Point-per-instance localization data

————

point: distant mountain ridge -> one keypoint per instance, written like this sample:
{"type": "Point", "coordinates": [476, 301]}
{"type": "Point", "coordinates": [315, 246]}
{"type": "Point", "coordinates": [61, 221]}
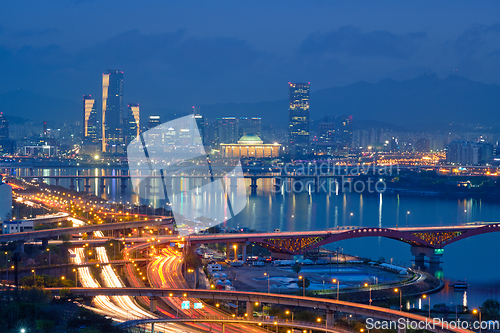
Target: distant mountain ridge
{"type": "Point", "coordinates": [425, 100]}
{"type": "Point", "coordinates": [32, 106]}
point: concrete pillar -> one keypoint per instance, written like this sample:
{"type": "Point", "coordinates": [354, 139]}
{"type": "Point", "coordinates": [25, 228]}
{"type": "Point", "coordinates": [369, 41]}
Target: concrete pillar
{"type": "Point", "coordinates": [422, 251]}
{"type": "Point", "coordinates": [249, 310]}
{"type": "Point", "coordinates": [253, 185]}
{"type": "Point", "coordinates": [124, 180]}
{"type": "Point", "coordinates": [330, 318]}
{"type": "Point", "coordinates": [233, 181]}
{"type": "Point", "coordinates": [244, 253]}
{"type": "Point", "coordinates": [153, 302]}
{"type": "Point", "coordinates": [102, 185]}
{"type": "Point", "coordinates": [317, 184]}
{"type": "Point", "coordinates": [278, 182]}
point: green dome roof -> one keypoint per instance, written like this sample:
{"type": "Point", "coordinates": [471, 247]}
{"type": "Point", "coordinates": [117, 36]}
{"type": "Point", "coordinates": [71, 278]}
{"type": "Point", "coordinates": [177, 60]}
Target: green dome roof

————

Go line by line through the data and copy any that contain "this".

Answer section:
point: distant mountain ridge -> one keypoint per instance, written like this sample:
point: concrete pillar -> one keypoint per instance, written like this sample:
point: green dome roof -> one keypoint per instance, written like this sample:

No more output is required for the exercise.